## PROBLEM REQUIREMENTS
Everything in the listing below needs to be returned word for word.

## PROVIDED ENTRIES
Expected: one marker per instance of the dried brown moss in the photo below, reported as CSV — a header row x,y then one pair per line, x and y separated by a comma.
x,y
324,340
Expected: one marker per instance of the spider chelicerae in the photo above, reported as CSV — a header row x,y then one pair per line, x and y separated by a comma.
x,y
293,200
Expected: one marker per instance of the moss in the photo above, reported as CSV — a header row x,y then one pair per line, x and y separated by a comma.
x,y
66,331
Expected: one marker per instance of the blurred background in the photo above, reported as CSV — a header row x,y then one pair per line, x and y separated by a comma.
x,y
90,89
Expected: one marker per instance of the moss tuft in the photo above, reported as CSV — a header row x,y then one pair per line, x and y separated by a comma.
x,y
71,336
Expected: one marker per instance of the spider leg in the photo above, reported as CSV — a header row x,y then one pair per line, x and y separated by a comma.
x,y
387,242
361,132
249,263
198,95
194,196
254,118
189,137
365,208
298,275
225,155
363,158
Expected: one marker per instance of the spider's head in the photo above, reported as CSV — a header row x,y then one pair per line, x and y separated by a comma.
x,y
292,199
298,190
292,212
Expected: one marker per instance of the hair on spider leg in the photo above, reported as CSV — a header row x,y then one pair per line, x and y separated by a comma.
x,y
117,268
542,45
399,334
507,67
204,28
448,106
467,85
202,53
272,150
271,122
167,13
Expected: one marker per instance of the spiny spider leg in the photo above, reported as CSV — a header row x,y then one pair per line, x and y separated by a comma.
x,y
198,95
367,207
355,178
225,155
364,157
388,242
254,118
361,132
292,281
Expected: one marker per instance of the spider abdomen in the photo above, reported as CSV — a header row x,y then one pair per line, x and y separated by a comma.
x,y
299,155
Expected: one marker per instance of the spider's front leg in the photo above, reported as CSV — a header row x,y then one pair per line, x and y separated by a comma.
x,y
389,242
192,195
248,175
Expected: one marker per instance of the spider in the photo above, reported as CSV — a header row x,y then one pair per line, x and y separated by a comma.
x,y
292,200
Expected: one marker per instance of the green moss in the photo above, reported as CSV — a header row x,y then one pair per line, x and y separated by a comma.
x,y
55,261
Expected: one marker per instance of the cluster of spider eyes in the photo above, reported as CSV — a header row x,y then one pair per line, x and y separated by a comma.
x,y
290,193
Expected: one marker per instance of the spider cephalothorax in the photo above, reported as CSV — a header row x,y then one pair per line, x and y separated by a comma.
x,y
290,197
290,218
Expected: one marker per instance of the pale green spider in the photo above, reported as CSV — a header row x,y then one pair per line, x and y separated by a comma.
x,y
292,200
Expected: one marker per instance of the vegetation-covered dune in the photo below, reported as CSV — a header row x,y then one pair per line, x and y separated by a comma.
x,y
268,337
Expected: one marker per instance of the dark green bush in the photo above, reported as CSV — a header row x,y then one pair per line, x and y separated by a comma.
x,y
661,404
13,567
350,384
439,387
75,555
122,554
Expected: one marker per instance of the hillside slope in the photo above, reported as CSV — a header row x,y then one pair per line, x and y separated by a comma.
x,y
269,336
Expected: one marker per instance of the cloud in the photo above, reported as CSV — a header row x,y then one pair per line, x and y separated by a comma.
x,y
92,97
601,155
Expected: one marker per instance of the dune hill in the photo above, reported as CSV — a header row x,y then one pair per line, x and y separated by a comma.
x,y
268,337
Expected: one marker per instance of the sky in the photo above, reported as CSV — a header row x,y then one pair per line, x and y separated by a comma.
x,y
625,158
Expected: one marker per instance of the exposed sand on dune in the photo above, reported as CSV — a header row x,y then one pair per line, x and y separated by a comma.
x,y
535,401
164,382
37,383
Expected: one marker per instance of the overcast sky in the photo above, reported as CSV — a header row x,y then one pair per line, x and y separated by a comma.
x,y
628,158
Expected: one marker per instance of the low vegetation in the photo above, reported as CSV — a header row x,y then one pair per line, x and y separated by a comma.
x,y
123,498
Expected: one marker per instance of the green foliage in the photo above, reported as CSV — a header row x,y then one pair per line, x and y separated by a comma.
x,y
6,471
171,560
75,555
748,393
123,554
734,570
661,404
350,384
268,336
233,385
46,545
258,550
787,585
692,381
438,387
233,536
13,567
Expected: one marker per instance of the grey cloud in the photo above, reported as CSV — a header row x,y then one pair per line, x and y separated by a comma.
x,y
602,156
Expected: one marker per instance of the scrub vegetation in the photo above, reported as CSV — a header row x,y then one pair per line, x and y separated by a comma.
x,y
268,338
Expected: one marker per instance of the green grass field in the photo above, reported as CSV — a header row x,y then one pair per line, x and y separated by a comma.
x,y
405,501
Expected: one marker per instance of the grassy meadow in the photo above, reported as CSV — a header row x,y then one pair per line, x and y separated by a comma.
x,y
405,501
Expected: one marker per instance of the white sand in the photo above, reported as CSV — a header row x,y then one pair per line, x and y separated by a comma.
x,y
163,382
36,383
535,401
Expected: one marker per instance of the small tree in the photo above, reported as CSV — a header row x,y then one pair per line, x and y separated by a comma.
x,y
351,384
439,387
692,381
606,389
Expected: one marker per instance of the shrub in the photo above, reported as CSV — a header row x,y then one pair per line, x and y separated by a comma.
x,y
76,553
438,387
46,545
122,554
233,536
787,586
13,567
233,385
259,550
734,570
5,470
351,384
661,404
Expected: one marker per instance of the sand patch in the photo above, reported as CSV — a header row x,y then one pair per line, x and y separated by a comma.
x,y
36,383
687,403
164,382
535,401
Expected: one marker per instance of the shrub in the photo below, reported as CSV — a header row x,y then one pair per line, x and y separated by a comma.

## RESPONSE
Expected: one marker per instance of the dried brown moss in the photo below, reported as CSV — a header row x,y then one pair per line, x and y separated by a comma.
x,y
324,340
Expected: one marker per instance of the spider chelicerae in the photo above, reported as CSV — a header row x,y then one pair per line, x and y separated by a comma.
x,y
293,200
Expected: one marker per instance of the moss in the photo above, reported as CSV — a header row x,y then one pair per line, x and y separated by a comma.
x,y
66,331
Expected: one marker per instance of the blurred background in the photo above, reported as CSV — a header row x,y then one pair per line, x and y separated by a comma.
x,y
90,89
Expected: one marker per instance of the moss tuft in the photo above, reported as CSV — a header row x,y then one pair per line, x and y separated by a comma.
x,y
71,336
Expected: one marker per instance of the spider leg in the photo above, reported as CSV — a header row x,y then one pair per line, x and y separated by a comma.
x,y
387,242
361,132
249,263
198,95
194,196
254,118
189,137
365,208
298,275
225,155
363,158
Expected: one marker per instance of the spider's head in the photo above, reported as CSV — a header row x,y then one pair per line, x and y separated by a comma.
x,y
292,199
298,190
292,212
Expected: one marker per instance of the hair on spider leg in the photo above, reported as CSV — a header row x,y then one pair per line, x and y separated by a comma.
x,y
117,268
542,45
399,334
507,67
204,28
448,106
467,85
202,53
272,150
271,122
167,13
Expected: one marker per instance of the spiny spider leg in the photo above, reported as CSV — a header row x,y then one pair per line, x and y separated by a comma.
x,y
198,95
367,207
355,178
225,155
364,157
388,242
254,118
361,132
292,281
Expected: one marker per instance of the spider abdomen in the photo above, reported as CSV — a header row x,y then one pair per line, x and y separated by a comma.
x,y
299,155
Expected: one marker per instance of the spider's front leg in the photo above, reported as CSV — a header row x,y then one pair per line, x and y separated by a comma.
x,y
389,242
192,195
248,175
Expected: one marker per instance of the spider in the photo above, reported as CSV — a header row x,y then one pair per line, x and y separated by a comma.
x,y
292,200
Expected: one marker per instance of the green moss in the photo above, reported as CSV — a header row x,y then one pair per line, x and y separated by a comma.
x,y
55,261
Expected: one marker per instance of the cluster of spider eyes in the photo above, reported as CSV — a header row x,y then one pair per line, x and y separated by a comma.
x,y
290,193
Expected: one marker per instance of the spider cephalothorax in the photo above, reported as CSV — a header row x,y then one pair per line, x and y separated by a comma.
x,y
290,197
290,218
Expected: one marker per instance of the pale green spider in the photo above, reported as CSV — a header row x,y then one pair per line, x and y separated by a comma.
x,y
292,200
Expected: one marker per instance of the vegetation-covered dune in the photo below, reported as CSV — a header row x,y then one pair per line, x and y separated by a comma.
x,y
268,337
Expected: one marker per instance of the dark green bush in the photo above, reported as CSV — a header row x,y then one pair per line, x and y separated by a comma.
x,y
661,404
13,567
350,384
439,387
75,555
122,554
Expected: one marker per instance of the hillside slope in the photo above, reported as CSV — a header row x,y then one pair per line, x and y separated by a comma.
x,y
269,336
Expected: one marker per instance of the cloud in the photo above, reported as CSV — a header row x,y then one pair per line, x and y separated by a comma.
x,y
92,97
601,155
Expected: one marker per instance of the dune hill in the photo above, reported as CSV — a header row x,y then one pair per line, x and y separated by a comma.
x,y
268,337
Expected: one marker per instance of the sky in the photo above, reported as CSV — a header row x,y then one pair per line, x and y separated by a comma.
x,y
625,158
Expected: one marker per instance of the exposed sand on dune in the photo above, reported as CSV — a header row x,y then one pair per line, x and y separated by a comma.
x,y
535,401
164,382
37,383
Expected: one marker per instance of the overcast sky in the photo above, reported as CSV — a header row x,y then one pair per line, x and y separated by a comma.
x,y
628,158
Expected: one marker per instance of the low vegetation in the photo above, reported as CSV — a header row x,y then one pair per line, x and y separated by a comma.
x,y
123,498
Expected: one marker per instance of the green foliage in the photo above, reported as CSV — a header row x,y then one pair per line, x and y separated by a comma.
x,y
6,471
171,560
75,555
748,393
123,554
734,570
661,404
350,384
268,336
233,385
46,545
258,550
787,585
692,381
438,387
233,536
13,567
Expected: one marker per instance of the grey cloud in the photo above, reported as CSV — a header row x,y then one pair per line, x and y separated by a comma.
x,y
602,156
Expected: one marker per instance of the scrub vegetation in the photo above, reported as CSV — a header row x,y then one pair per line, x and y separated by a comma.
x,y
268,338
Expected: one marker per instance of the green grass field in the photo above, reported as CSV — a header row x,y then one pair per line, x and y separated by a comma.
x,y
405,501
Expected: one marker per instance of the grassy meadow in the photo above, reported as CSV — a header row x,y then one pair per line, x and y separated by a comma.
x,y
405,501
Expected: one marker per instance of the white sand in the photo above, reported as CSV — a header row x,y then one pair per line, x and y separated by a comma.
x,y
163,382
36,383
535,401
Expected: one marker per instance of the small tree in the photo above, reported as CSV — a header row x,y then one pair per line, x and y separated by a comma.
x,y
351,384
439,387
692,381
606,389
Expected: one marker per instance of the shrub in the photo above, reported as CSV — a header row x,y then one pair per line, x and y separated by a comma.
x,y
76,553
438,387
46,545
122,554
233,536
787,586
13,567
233,385
259,550
734,570
5,470
351,384
661,404
Expected: one marker per instance of the sand patch in the photo above, reported as CSV — a header row x,y then one pair per line, x and y separated by a comma.
x,y
36,383
687,403
164,382
535,401
Expected: one marker per instance of the shrub in the photo below, reported as CSV — a header row x,y then one pair per line, x and y separated by a comma.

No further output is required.